--- Extracted text ---
B. The Borrowers have requested that the Administrative Agent and the Purchasers effect certain amendments to the Note Purchase Agreement.
C. The Borrowers have requested that certain Purchasers purchase additional Notes in the aggregate amount of $1,500,000 on the Third Amendment Effective Date (as defined herein), that BNY provide a commitment to purchase additional Notes in the aggregate amount of $1,500,000, and that certain Purchasers provide a commitment to purchase additional Notes in the aggregate amount of $7,000,000 and such Purchasers are willing to purchase the additional Notes and provide such commitments.
D. The Administrative Agent and the Purchasers are willing to amend the Note Purchase Agreement as expressly provided below.
NOW, THEREFORE, in consideration of the foregoing and the mutual covenants herein contained, and for other good and valuable consideration, the receipt and sufficiency of which are hereby acknowledged, the parties agree as follows.
1. Amendments to the Note Purchase Agreement.
(a) Section 2.1.5(a) of the Note Purchase Agreement is hereby amended by deleting it and replacing it in its entirety as follows:
“(a) Notes.
(i) The Borrower sold to the Original Purchasers, and the Original Purchasers purchased from the Borrower, in reliance on the representations, warranties and covenants of the Borrower and the other Note
Parties under the Existing Note Purchase Agreement, upon the terms and subject to the conditions set forth therein (the “Original Notes”).

[Annotated coordinate listing]
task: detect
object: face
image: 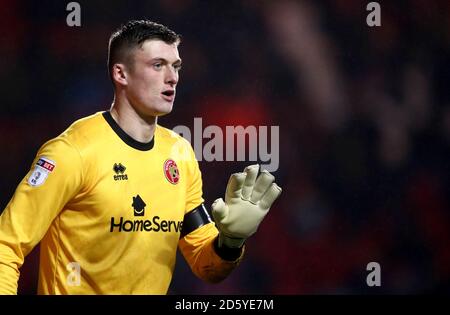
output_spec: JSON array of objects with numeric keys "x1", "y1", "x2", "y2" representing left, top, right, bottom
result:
[{"x1": 124, "y1": 40, "x2": 181, "y2": 117}]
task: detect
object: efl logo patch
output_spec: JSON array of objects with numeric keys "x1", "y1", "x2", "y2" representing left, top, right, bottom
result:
[
  {"x1": 28, "y1": 157, "x2": 56, "y2": 187},
  {"x1": 164, "y1": 159, "x2": 180, "y2": 185}
]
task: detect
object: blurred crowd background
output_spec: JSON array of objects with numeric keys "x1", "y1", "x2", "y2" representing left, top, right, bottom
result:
[{"x1": 0, "y1": 0, "x2": 450, "y2": 294}]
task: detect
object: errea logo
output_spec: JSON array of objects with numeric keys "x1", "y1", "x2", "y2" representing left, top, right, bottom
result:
[{"x1": 113, "y1": 163, "x2": 128, "y2": 181}]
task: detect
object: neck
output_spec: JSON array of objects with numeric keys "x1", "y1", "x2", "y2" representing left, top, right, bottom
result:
[{"x1": 110, "y1": 98, "x2": 158, "y2": 143}]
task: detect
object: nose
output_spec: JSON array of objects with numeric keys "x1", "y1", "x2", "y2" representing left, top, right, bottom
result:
[{"x1": 165, "y1": 67, "x2": 178, "y2": 86}]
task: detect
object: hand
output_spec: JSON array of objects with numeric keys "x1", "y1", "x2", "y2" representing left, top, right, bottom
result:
[{"x1": 212, "y1": 164, "x2": 281, "y2": 248}]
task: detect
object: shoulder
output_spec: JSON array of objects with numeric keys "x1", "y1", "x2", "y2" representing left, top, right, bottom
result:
[{"x1": 41, "y1": 112, "x2": 103, "y2": 157}]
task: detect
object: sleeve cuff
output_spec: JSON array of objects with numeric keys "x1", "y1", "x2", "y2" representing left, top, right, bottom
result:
[{"x1": 213, "y1": 236, "x2": 244, "y2": 261}]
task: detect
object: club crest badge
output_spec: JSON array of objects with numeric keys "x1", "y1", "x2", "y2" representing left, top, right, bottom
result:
[
  {"x1": 28, "y1": 157, "x2": 56, "y2": 187},
  {"x1": 164, "y1": 159, "x2": 180, "y2": 185}
]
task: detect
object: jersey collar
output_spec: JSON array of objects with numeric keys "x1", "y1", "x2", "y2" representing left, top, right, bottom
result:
[{"x1": 103, "y1": 111, "x2": 155, "y2": 151}]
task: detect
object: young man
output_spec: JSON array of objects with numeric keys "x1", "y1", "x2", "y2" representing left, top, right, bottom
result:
[{"x1": 0, "y1": 21, "x2": 281, "y2": 294}]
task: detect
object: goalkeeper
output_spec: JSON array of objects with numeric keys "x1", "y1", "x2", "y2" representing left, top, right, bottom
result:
[{"x1": 0, "y1": 20, "x2": 281, "y2": 294}]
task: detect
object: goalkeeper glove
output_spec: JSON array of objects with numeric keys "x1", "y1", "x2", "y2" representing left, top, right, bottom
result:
[{"x1": 212, "y1": 164, "x2": 281, "y2": 248}]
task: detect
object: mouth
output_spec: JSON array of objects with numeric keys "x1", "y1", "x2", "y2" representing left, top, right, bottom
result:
[{"x1": 161, "y1": 90, "x2": 175, "y2": 102}]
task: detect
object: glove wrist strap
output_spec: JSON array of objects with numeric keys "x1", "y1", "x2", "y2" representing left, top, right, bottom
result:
[{"x1": 219, "y1": 232, "x2": 245, "y2": 248}]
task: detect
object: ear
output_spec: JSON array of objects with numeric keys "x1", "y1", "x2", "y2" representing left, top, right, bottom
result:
[{"x1": 112, "y1": 63, "x2": 128, "y2": 86}]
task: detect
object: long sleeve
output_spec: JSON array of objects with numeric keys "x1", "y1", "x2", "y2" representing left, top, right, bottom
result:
[
  {"x1": 179, "y1": 143, "x2": 244, "y2": 283},
  {"x1": 0, "y1": 135, "x2": 83, "y2": 294},
  {"x1": 179, "y1": 223, "x2": 244, "y2": 283}
]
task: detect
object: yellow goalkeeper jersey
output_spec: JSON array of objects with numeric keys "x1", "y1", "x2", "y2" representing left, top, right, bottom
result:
[{"x1": 0, "y1": 112, "x2": 242, "y2": 294}]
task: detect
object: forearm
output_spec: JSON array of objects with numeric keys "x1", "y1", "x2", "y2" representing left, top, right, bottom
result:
[{"x1": 180, "y1": 224, "x2": 244, "y2": 283}]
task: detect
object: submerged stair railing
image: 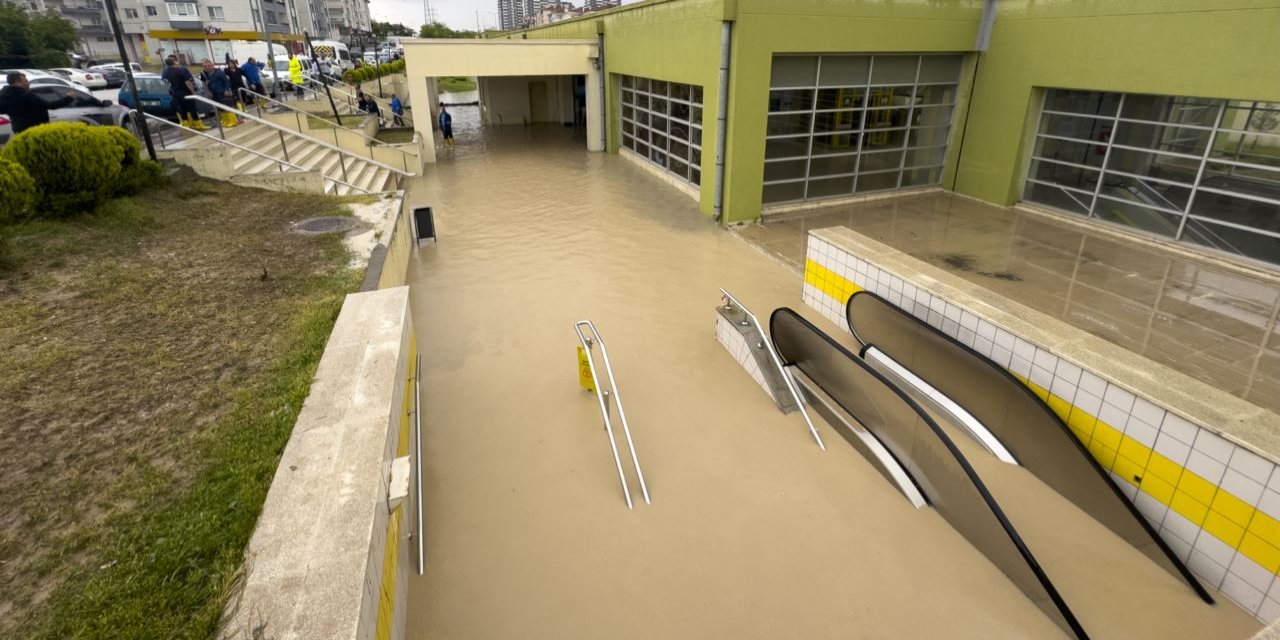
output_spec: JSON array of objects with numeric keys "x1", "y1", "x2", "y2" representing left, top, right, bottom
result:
[
  {"x1": 721, "y1": 287, "x2": 827, "y2": 451},
  {"x1": 573, "y1": 320, "x2": 652, "y2": 509}
]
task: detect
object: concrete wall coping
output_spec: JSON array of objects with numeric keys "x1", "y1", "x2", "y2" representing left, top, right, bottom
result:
[
  {"x1": 220, "y1": 287, "x2": 411, "y2": 640},
  {"x1": 809, "y1": 227, "x2": 1280, "y2": 462}
]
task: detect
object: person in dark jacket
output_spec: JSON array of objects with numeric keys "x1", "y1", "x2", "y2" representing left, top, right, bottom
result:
[{"x1": 0, "y1": 72, "x2": 76, "y2": 133}]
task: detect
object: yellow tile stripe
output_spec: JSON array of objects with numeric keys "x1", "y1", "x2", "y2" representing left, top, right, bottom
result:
[
  {"x1": 804, "y1": 260, "x2": 1280, "y2": 581},
  {"x1": 1014, "y1": 374, "x2": 1280, "y2": 573},
  {"x1": 804, "y1": 260, "x2": 863, "y2": 305}
]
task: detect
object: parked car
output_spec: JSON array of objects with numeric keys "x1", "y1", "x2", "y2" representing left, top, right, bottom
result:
[
  {"x1": 119, "y1": 73, "x2": 214, "y2": 120},
  {"x1": 47, "y1": 67, "x2": 106, "y2": 88},
  {"x1": 0, "y1": 81, "x2": 133, "y2": 146},
  {"x1": 88, "y1": 67, "x2": 128, "y2": 88}
]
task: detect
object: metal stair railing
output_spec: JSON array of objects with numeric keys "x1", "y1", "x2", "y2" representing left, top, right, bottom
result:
[
  {"x1": 573, "y1": 320, "x2": 652, "y2": 509},
  {"x1": 239, "y1": 88, "x2": 417, "y2": 172},
  {"x1": 129, "y1": 109, "x2": 375, "y2": 195},
  {"x1": 721, "y1": 287, "x2": 827, "y2": 451},
  {"x1": 186, "y1": 96, "x2": 413, "y2": 191}
]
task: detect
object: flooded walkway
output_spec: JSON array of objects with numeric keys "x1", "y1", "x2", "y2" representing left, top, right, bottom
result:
[
  {"x1": 739, "y1": 192, "x2": 1280, "y2": 413},
  {"x1": 407, "y1": 116, "x2": 1259, "y2": 640}
]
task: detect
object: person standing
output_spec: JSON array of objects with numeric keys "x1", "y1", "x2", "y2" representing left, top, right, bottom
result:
[
  {"x1": 160, "y1": 55, "x2": 205, "y2": 131},
  {"x1": 392, "y1": 93, "x2": 404, "y2": 127},
  {"x1": 0, "y1": 72, "x2": 76, "y2": 133},
  {"x1": 439, "y1": 102, "x2": 453, "y2": 147}
]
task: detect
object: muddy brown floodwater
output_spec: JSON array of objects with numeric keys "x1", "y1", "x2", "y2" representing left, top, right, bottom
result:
[{"x1": 408, "y1": 117, "x2": 1259, "y2": 640}]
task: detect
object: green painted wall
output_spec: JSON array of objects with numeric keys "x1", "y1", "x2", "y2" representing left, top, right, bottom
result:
[
  {"x1": 506, "y1": 0, "x2": 737, "y2": 215},
  {"x1": 724, "y1": 0, "x2": 982, "y2": 223},
  {"x1": 945, "y1": 0, "x2": 1280, "y2": 205}
]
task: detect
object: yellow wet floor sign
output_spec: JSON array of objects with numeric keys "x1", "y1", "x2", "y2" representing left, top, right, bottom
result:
[{"x1": 577, "y1": 344, "x2": 595, "y2": 393}]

--- Directions ---
**1.** Please explain in one to three sentences the basis on which the parties agree to the terms of the amendment text.
**2.** Collect every line of the listing that contains the string "logo".

--- List of solutions ---
**1.** The parties agree in consideration of the foregoing recitals and the mutual covenants in the document. They also cite other good and valuable consideration, whose receipt and sufficiency they acknowledge.

**2.**
object: efl logo patch
object: errea logo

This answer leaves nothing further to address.